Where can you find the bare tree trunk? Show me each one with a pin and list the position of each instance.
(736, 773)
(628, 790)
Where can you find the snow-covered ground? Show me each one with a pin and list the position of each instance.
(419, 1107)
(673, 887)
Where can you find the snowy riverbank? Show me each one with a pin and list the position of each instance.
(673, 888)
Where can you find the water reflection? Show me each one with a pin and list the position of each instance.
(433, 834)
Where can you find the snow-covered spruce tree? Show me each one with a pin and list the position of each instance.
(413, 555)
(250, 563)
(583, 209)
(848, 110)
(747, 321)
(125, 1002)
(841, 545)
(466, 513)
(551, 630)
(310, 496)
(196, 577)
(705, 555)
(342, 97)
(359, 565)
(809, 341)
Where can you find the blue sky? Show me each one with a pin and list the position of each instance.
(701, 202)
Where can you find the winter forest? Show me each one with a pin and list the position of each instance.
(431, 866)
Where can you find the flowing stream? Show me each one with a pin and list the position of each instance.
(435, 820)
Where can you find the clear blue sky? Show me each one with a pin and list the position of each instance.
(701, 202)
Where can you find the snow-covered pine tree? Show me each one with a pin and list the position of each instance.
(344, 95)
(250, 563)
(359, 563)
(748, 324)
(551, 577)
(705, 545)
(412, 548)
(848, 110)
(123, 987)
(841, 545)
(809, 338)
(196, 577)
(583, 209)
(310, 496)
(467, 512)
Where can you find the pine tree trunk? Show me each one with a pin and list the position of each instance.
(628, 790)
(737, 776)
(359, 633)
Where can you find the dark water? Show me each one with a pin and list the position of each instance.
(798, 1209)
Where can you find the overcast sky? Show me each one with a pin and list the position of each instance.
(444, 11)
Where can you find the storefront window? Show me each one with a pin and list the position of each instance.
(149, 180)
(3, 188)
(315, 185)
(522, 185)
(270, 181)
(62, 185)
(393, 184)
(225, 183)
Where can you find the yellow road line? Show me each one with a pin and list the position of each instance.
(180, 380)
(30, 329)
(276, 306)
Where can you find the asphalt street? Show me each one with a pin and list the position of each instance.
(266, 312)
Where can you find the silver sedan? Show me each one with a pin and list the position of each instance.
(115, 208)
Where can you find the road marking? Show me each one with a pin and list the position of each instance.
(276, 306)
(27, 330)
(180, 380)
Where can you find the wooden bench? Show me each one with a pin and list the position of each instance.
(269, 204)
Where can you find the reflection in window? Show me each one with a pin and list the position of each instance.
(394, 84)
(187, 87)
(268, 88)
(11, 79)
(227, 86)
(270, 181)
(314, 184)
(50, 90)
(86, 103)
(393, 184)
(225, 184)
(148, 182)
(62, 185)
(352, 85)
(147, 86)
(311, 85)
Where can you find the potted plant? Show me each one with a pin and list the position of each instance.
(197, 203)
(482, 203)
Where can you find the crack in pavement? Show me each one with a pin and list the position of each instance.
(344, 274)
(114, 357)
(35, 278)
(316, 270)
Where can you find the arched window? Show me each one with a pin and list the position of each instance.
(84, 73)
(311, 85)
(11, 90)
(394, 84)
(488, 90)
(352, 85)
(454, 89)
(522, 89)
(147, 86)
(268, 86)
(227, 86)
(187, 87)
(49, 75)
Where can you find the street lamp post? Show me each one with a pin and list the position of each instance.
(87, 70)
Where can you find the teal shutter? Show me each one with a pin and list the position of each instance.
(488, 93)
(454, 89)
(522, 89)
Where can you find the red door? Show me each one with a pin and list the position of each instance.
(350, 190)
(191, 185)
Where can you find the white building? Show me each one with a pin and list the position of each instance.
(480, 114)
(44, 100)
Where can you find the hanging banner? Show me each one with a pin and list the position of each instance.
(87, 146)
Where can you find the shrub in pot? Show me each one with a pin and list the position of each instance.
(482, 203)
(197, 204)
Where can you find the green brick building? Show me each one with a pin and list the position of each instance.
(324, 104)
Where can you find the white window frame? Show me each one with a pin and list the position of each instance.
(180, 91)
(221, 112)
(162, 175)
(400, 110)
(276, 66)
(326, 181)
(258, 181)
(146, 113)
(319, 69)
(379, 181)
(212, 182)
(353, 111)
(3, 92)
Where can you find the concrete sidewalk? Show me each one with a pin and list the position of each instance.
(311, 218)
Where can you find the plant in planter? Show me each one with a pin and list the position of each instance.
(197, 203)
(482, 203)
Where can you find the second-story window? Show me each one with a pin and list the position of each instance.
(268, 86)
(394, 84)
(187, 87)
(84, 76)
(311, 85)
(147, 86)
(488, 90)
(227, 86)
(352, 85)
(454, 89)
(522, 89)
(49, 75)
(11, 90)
* * * * * * *
▶ **Job**
Change "Where can you find" to "Where do you see" throughout all of the entries and reproduce them with nothing else altered.

▶ **Written response**
Where do you see the bare tree trunk? Show me each one with a pin and list the position of each instance.
(736, 773)
(628, 790)
Where do you see the snow-covered ground? Show me each one with a pin and list the position of each instance.
(419, 1107)
(673, 887)
Where do you see the snowy riverbank? Show me each one with a pin and list the position of each instance.
(673, 888)
Where do you see the water reflection? Show me each one with a pin and list the position of each instance.
(433, 834)
Where do you see the snow-covered spruce tree? Show me each one with a pin and list the position of each instance.
(413, 555)
(250, 563)
(583, 209)
(848, 110)
(747, 321)
(125, 1002)
(841, 545)
(466, 513)
(551, 630)
(310, 496)
(196, 577)
(705, 555)
(342, 97)
(359, 565)
(809, 341)
Where do you see the blue sky? Show me each one with a pin and list the position of each instance.
(701, 202)
Where do you see the winter forest? Show me each one with a pin and list the position of each instance.
(431, 866)
Where do you see the flowing stream? Show me each one with a pin and list the position of each instance.
(435, 820)
Where do you see the clear blue sky? Show me each one with a pin and list the position of each instance.
(701, 202)
Where do you see the snow-covered pine tree? Show me each one with a pin and list the position of each instance.
(344, 95)
(250, 563)
(359, 563)
(748, 324)
(551, 577)
(705, 545)
(412, 548)
(848, 110)
(123, 987)
(841, 545)
(809, 338)
(196, 577)
(583, 209)
(310, 496)
(467, 512)
Where do you see the pine tree trunk? Show me each one with a pin and list the position of each instance.
(628, 790)
(737, 776)
(359, 633)
Where do you see the dark water? Show me each one with a pin and list the position of each instance.
(798, 1209)
Where do you see the overcast sky? Show me each one with a pin and list the position of each instance.
(444, 11)
Where do you see the storefront window? Show me each one with a pin and list the position of each instance.
(149, 180)
(3, 188)
(315, 185)
(522, 185)
(270, 181)
(62, 185)
(393, 184)
(225, 183)
Where do you see the yellow road line? Show me each one with a pin and list the position of each instance.
(180, 380)
(30, 329)
(276, 306)
Where do you see the asphalt street? Show me each one with a pin and list the position of each instance.
(266, 312)
Where do you see the silver sedan? Show me each one with a pin and list the position of each instance.
(115, 208)
Where do you see the road marking? Show me each one with a pin and list the position of each instance.
(276, 306)
(27, 330)
(180, 380)
Where do you see the wooden bench? Show me each one with a pin and list the position of each instance.
(269, 204)
Where do you see the reflection in window? Show me each one with a pin and list the position of each instance.
(394, 84)
(187, 87)
(268, 88)
(11, 79)
(227, 86)
(270, 181)
(314, 184)
(50, 90)
(86, 103)
(393, 184)
(225, 184)
(148, 182)
(62, 185)
(352, 85)
(147, 86)
(311, 85)
Where do you see the potted plant? Show me each one with a pin and list the position of each instance.
(197, 203)
(482, 203)
Where do you see the crack in pavement? Show me each one with a pin and list the position of each instance.
(344, 274)
(114, 357)
(35, 278)
(316, 270)
Where do you see the arched window? Show me each one with a pin and list the position of each instance.
(84, 73)
(311, 85)
(11, 90)
(394, 84)
(488, 90)
(352, 85)
(454, 89)
(522, 89)
(147, 86)
(268, 86)
(227, 86)
(187, 87)
(49, 75)
Where do you see the street lamp post? Show me each one with a pin and list the position of each instance.
(87, 70)
Where do you see the teal shutter? Show me each one with a pin and list the position of each instance.
(488, 93)
(454, 89)
(522, 89)
Where do you see the red door? Show me each one with a pin and list the position of each instance.
(350, 190)
(191, 185)
Where do you see the white building? Show me each one with a pin and list the position of each instance.
(480, 114)
(44, 100)
Where do you see the hanging banner? Show me each one with a pin and list the position of each instance.
(87, 146)
Where do you see the shrub in pot? Show me each one with a pin and list the position of each instance.
(482, 203)
(197, 204)
Where do you see the green brick building? Show me each one with a pin and list the position of each instance.
(324, 104)
Where do you see the white window frame? Show me each one with a pin and list the position of each instance.
(180, 91)
(221, 112)
(162, 175)
(400, 110)
(276, 66)
(326, 181)
(258, 181)
(146, 113)
(319, 69)
(379, 181)
(212, 182)
(353, 111)
(3, 92)
Where do you see the concrete sidewalk? Show me each one with a pin and list the position of each instance.
(311, 218)
Where do you see the plant in planter? Show me each one with a pin and list the position of each instance.
(197, 203)
(482, 203)
Where do you see the second-story window? Show me each one with a pin and list the position of each instance.
(268, 86)
(394, 84)
(187, 87)
(84, 76)
(311, 85)
(147, 86)
(488, 90)
(227, 86)
(352, 85)
(454, 89)
(522, 89)
(49, 75)
(11, 90)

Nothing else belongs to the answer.